→ EXCERPT
━━━━━━━━━━━━━━━━━━━━━━━━━━━━━━

Ancient RAB35 Protein’s Role As A Cancer Cause (Cancer Study)

A new cancer study shows a protein responsible for the transportation of molecular contents inside and outside of the various intracellular compartments in the normal cells can also lead to the formation of cancer by activating a major growth-control pathway.

Mutated RAB35 and cancer

Researchers at the Institute of Whitehead and Memorial Sloan-Kettering Cancer Center have conducted a large-scale research on the signaling pathway regulators such as PI3K/AKT that promotes the cell growth, survival and proliferation with maximum activity in cancer cells and have related the protein RAB35 to the process of cancer formation. The study findings got published in an online journal “Science.”

Douglas Wheeler, the first author of the paper and also a former science student in lab of David Sabatini, a Whitehead member, says that, the majority of tumors turn on this pathway on their own, but in a large number of tumors and cell lines the cause of PI3K/AKT activation is not always the mutation.

Here the question arises whether there are any new regulators of this pathway. The answer to this is that the wild-type RAB35 is important in the PI3K/AKT pathway signaling. The mutant form of RAB35 stimulates the signaling of P13/AKT that can cause cell transformation from normal to cancerous, according to Wheeler.

━━━━━━━━━━━━━━━━━━━━━━━━━━━━━━

→ EXTRACTED RECORDS
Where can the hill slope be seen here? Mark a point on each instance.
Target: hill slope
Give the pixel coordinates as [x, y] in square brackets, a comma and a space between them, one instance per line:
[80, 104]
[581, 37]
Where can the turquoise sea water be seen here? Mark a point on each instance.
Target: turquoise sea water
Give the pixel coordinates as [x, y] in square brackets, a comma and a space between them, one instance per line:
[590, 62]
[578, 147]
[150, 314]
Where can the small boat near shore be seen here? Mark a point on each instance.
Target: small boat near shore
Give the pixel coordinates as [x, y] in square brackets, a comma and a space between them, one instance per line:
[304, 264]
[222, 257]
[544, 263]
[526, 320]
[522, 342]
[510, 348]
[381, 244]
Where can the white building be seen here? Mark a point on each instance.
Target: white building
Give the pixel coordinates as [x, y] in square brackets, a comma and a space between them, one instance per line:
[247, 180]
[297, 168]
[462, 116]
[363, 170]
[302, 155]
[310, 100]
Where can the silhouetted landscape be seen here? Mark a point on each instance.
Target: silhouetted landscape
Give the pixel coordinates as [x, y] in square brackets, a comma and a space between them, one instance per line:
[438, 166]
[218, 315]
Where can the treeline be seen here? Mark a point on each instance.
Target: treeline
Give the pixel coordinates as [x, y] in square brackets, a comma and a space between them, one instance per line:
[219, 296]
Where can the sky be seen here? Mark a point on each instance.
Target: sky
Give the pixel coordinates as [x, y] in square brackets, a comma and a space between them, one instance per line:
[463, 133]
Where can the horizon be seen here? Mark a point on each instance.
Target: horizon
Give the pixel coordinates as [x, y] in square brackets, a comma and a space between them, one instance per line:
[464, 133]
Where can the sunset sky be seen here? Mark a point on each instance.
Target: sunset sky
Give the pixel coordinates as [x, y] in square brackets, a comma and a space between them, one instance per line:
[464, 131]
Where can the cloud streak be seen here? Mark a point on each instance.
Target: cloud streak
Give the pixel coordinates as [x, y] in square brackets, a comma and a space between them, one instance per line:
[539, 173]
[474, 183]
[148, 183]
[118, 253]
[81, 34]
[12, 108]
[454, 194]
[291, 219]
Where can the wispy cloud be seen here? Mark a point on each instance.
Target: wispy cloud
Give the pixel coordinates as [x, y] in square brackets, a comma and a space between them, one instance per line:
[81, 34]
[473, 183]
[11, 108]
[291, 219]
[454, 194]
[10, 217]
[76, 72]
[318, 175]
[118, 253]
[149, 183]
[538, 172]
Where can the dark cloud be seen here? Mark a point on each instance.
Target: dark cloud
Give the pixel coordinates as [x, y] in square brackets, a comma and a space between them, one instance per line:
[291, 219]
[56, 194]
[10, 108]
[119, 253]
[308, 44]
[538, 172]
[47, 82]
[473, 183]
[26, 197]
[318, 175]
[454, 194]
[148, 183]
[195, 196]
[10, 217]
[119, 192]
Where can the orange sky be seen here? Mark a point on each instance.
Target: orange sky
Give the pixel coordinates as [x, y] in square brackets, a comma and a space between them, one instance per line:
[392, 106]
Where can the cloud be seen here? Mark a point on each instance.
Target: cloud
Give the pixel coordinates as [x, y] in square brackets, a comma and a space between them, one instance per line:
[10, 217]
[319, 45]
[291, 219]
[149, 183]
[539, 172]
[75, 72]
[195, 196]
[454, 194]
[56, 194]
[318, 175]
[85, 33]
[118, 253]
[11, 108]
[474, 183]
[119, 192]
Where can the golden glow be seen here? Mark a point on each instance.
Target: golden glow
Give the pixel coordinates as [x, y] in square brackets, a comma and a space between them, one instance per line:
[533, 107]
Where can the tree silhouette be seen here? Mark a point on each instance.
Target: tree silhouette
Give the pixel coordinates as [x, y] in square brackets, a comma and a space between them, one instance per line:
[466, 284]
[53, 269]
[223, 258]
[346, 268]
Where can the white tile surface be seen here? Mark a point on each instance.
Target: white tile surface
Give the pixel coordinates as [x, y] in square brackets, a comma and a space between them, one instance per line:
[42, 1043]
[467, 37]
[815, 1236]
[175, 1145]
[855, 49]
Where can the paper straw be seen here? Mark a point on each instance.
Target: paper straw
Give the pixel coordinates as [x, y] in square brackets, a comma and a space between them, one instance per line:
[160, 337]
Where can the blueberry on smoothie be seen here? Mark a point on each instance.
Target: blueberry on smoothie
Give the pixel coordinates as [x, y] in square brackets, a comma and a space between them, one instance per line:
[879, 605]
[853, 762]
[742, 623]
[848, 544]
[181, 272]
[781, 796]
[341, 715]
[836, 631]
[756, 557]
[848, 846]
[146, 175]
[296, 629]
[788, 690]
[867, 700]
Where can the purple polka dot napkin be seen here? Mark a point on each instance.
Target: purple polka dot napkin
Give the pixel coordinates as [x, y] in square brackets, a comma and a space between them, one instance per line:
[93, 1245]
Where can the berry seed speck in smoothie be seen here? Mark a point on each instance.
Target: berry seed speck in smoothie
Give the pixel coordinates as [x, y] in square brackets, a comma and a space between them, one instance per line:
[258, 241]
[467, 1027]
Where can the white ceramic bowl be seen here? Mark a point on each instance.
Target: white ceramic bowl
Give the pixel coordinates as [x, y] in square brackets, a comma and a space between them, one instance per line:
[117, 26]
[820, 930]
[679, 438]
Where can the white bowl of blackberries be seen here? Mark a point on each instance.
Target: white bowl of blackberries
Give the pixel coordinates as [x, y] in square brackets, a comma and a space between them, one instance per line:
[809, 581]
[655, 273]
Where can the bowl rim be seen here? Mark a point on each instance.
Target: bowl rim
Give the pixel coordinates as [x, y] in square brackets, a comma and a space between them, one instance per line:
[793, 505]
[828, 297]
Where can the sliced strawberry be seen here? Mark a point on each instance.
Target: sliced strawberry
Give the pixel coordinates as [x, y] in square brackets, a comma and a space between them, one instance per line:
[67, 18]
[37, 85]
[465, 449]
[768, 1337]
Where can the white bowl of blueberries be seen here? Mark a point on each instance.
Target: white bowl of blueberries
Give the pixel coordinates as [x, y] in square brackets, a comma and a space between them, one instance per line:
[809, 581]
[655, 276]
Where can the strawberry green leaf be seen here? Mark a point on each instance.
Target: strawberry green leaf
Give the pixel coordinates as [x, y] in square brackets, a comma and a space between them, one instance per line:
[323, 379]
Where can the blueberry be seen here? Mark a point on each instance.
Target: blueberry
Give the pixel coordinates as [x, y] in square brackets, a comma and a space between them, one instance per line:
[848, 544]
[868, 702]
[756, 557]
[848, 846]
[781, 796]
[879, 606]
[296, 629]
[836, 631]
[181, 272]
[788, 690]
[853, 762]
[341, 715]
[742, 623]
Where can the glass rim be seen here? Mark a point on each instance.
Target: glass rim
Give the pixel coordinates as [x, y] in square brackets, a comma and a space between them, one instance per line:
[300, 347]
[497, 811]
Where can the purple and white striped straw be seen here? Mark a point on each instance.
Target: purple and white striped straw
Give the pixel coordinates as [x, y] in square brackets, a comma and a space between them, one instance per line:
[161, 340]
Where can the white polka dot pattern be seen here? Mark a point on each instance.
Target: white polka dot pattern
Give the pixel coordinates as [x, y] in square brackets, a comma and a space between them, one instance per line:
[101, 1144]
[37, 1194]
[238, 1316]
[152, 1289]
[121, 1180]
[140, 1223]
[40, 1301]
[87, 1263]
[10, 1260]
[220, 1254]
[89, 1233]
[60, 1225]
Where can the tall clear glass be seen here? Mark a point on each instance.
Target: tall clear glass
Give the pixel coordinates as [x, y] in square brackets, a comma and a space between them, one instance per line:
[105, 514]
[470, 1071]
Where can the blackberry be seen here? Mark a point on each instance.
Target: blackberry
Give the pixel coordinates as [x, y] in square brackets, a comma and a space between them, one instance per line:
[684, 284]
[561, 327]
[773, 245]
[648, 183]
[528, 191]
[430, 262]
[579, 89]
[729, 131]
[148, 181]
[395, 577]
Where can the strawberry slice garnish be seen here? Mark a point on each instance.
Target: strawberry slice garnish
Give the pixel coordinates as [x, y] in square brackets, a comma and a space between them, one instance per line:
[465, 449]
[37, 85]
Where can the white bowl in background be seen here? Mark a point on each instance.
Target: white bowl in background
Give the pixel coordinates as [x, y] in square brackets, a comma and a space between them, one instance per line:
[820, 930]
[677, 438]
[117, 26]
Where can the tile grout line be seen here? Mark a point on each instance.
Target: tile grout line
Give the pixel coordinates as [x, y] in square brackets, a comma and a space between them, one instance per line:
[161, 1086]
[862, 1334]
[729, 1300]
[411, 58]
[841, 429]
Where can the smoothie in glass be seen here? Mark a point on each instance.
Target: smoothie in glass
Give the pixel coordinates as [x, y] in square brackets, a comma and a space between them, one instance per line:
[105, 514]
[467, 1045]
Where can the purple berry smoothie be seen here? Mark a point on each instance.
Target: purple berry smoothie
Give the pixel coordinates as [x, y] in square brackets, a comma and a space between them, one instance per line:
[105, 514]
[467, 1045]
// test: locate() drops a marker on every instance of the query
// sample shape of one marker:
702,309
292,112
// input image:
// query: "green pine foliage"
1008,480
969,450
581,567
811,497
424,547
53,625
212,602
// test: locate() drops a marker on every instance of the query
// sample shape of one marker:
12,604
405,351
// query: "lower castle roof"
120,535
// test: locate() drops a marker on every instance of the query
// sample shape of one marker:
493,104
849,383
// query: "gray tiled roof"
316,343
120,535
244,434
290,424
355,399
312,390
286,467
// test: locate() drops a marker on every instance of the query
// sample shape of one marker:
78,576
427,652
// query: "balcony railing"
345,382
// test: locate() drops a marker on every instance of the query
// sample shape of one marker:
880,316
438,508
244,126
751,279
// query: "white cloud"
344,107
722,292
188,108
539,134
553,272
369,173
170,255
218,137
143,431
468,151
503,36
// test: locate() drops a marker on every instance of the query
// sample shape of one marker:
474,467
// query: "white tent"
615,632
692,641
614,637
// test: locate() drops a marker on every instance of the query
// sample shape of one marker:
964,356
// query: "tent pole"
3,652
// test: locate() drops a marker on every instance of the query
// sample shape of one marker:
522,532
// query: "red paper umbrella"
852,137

━━━━━━━━━━━━━━━━━━━━━━━━━━━━━━

→ REQUIRED WORK
(1) Which journal published the findings of the RAB35 cancer study?
(2) Pick up the article on the RAB35 cancer study after its final sentence and carry it forward.

→ ANSWERS FOR THE TASKS
(1) The online journal "Science."

(2)
Wheeler and his team have targeted RAB35 via RNA interference (RNAi) screen for genes regulating the pathway. Besides the identification of multiple known regulators of the pathway, the screen has also directed several genes that are not found previously. These regulators were then compared against a database of genes with mutations seen in human cancers. The results were narrowed down from a total of  7,500 to only 26 regulators of interest.

Wheeler admits that although the mutations in RAB35 present in human cancers are rare,  When present in tumors, they appear as true driver mutations. He further highlighted that the exact mechanism of oncogenesis in these mutations, that is the activation of a key signaling pathway by an alteration in the movement of some growth factor receptors is interesting.

Wheeler, now a postdoctoral fellow at Broad Institute and the Dana-Farber Cancer Institute states that,this  an attractive mechanism.

In this mechanism, RAB35 causes internalization of the receptor and activates the pathway. This cancer study shows the important role of dysregulated membrane trafficking in the process of cancer formation, he added.